• **TASK PROMPT**
Pick up the court opinion on the law library access case and keep writing from its last sentence onward.

• **SOURCE EXTRACT**
----

A. The first time Mr. Downing came to my office on the 10th of December I gave him a copy of this notice.
Q. You handed it to him?
A. Yes, I reminded him of this policy. This was at the time he gave — Mr., Downing presented to me a building pass. I indicated to him that the pass, one, had been signed by Mr. Gallagher, I believe, the former Director of Administration; and, secondly, the pass was no good during examinations period. At that time he asked, well, by what authority was I acting, and I told him that I was acting by the authority invested in me by the Dean of the law school, as being responsible for administration at the law school.
He wanted to know whether we had anything in writing, and I gave him the notice.

N.T. 9/18/81 pp. 47-50.

The facts as set forth indicate that Appellant (1) presented himself to Swygert and (2) communicated his need and desire to use the law library. Nothing in the record would indicate that Appellant’s behavior on Deeem*162ber 10th was anything but exemplary.6 He merely wished to gain access to the law library by following the procedure established by the written posted notice. We also note that Appellant left the Klein Building on December 10th peaceably.

From these facts, we are unable to discern why Appellant was excluded on December 10th and for the remainder of the examination period. Professor Swygert alleges that Appellant exhibited a lack of “decorum”. However, Appellant’s obstreperous behavior was confined to the December 19th confrontation outside Swygert’s office. Nowhere in the record does there appear any evidence that Appellant’s behavior prior to December 10th or after the confrontation outside Swygert’s office on December 19th was anything but proper, nor does the Commonwealth argue that Appellant’s behavior was improper. In fact, the evidence reveals that Appellant had general passes prior to December 10th to use the law library and had used the library on numerous occasions without complaint. Finally, the record fails to disclose that Appellant’s behavior at the time of his arrest in the law library was improper in any respect. Therefore, upon a review of the evidence, we believe that Appellant, on December 10th, had complied with all lawful conditions imposed on access and was improperly denied access to the library.

Concerning the December 19th confrontation outside Swygert’s office and Appellant’s subsequent arrest within the law library, we discern no cause and effect relationship. In order for a person to be lawfully excluded from using the law library for not demonstrating an ability to maintain the proper “decorum”, there must be some relationship between that person’s behavior outside the library and their anticipated behavior within the library itself. This relationship goes to the application of the restrictions imposed on access and a person’s compliance with those restrictions.

*163We shall assume that “decorum” is an appropriate condition placed on access in the instant case. As we have stated previously, Appellant’s behavior, other than outside Swygert’s office on December 19th, was proper. Our review of the December 19th confrontation outside Swygert’s office indicates that Appellant’s conduct, although overzealous, merely involved his attempts to enforce what he considered to be his right to use the law library. Appellant had previously attempted to meet the necessary qualifications for gaining access to the law library and had been improperly refused permission. We cannot say that Appellant’s vigorous attempts to enforce his perceived rights under the instant circumstances, where the conduct occurred outside Swygert’s office, had any relationship to Appellant’s conduct should he have been allowed to use the library.

----

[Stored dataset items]
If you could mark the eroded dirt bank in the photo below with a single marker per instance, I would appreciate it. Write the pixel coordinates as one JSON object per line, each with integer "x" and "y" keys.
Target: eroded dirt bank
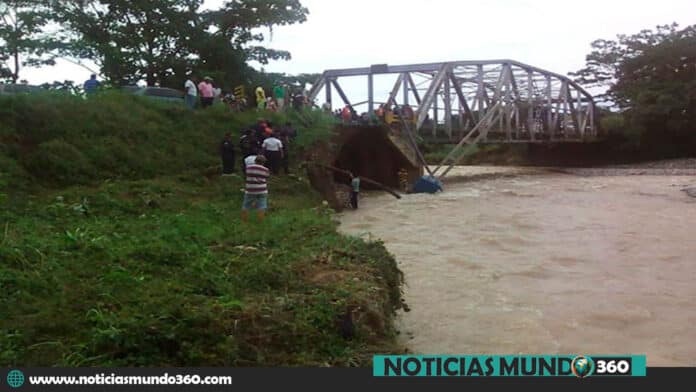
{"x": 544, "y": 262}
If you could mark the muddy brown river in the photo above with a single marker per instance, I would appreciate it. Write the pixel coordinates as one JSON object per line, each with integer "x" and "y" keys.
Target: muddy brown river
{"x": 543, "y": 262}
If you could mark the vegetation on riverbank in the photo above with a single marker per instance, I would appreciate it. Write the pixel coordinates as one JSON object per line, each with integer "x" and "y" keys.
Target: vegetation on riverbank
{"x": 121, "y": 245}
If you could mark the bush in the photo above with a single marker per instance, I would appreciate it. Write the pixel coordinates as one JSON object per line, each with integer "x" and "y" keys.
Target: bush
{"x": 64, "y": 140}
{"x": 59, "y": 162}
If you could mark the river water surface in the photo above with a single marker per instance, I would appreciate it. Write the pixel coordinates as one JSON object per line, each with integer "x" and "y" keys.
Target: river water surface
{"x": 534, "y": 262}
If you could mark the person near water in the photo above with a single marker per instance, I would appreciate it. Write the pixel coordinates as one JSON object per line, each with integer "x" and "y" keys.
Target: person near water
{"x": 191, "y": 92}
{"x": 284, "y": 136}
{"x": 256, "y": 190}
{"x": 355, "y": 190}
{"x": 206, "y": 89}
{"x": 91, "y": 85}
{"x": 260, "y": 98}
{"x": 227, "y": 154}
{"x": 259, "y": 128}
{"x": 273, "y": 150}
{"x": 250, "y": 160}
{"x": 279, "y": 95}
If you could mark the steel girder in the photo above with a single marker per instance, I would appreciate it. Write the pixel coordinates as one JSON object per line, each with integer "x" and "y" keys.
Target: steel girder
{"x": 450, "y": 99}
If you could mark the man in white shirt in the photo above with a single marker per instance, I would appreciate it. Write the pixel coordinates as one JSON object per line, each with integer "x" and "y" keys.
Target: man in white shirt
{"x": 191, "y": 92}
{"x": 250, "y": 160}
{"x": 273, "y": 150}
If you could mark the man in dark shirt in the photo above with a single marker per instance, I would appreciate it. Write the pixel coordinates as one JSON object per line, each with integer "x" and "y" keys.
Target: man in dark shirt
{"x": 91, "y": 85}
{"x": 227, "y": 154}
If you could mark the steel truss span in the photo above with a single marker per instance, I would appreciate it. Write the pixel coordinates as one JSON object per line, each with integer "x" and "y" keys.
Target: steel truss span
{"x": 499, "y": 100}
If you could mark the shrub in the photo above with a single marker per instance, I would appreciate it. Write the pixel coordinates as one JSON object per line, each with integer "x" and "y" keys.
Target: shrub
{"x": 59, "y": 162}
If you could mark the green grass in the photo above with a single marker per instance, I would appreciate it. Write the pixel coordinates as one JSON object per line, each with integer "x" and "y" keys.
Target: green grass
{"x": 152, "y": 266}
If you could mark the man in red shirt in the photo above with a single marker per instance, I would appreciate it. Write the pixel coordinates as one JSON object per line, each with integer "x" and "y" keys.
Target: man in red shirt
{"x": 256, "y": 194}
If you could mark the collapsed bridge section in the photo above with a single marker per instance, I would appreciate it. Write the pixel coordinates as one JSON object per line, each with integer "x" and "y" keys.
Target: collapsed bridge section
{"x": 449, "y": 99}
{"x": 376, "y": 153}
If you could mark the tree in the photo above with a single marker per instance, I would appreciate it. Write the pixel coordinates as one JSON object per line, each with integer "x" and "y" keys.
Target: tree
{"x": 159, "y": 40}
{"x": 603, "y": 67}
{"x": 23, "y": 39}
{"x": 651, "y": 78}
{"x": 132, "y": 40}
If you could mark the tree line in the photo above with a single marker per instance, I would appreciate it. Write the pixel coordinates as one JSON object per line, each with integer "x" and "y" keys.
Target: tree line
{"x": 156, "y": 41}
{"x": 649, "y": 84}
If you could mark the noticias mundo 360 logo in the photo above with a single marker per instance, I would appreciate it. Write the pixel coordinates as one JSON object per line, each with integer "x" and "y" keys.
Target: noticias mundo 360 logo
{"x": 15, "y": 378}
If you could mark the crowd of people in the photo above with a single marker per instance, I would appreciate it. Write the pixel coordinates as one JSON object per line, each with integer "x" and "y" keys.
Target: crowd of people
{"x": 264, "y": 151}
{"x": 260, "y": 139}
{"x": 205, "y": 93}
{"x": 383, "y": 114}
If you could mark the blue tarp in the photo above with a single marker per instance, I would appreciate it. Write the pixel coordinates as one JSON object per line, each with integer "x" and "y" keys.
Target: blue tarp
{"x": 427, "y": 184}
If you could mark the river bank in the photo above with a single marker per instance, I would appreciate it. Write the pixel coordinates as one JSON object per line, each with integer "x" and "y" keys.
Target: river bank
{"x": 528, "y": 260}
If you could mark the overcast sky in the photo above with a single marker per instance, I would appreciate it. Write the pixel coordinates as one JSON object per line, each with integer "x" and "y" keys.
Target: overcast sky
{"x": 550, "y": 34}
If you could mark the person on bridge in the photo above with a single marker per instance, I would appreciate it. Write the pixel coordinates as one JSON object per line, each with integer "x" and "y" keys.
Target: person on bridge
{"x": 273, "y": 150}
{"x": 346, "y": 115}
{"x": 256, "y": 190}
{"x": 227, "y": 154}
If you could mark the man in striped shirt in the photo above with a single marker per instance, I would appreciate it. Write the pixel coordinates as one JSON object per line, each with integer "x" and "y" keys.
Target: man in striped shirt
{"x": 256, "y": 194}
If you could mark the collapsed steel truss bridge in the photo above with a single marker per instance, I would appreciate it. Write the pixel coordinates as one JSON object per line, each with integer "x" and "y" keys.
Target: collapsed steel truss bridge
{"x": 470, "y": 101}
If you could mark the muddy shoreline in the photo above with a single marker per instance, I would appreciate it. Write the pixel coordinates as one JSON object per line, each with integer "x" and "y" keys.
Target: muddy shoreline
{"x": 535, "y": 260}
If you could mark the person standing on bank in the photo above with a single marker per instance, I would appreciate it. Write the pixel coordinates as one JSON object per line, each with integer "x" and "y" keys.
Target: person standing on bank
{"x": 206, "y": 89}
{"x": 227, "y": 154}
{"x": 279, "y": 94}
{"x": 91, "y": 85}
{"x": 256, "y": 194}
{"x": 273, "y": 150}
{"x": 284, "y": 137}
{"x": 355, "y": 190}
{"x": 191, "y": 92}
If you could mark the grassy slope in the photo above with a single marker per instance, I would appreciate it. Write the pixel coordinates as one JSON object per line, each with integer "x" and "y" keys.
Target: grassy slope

----

• **EXERCISE ANSWER**
We note finally that the Commonwealth has not sought to argue that any cause and effect relationship existed, nor does the record provide any basis for a conclusion that such a relationship existed.

We conclude that the record discloses that Appellant complied with all conditions imposed on access as required by 18 Pa.C.S.A. § 3503(c)(2).

We therefore hold that, subject to the restrictions placed on access during the examination period, the law library was open to the public and that Appellant complied with all lawful conditions imposed on access to the law library. As such, the evidence was insufficient to support Appellant’s conviction.

Because of our determination of this issue, we need not address Appellant’s remaining issues.

Judgment of sentence is reversed and Appellant discharged.

CAVANAUGH, J., files a dissenting statement.

. 18 Pa.C.S.A. § 3503(b).

. Id. § 5503.

. The main floor of the law library is located on the third floor and Professor Swygert’s office on the eighth floor of the Klein Building.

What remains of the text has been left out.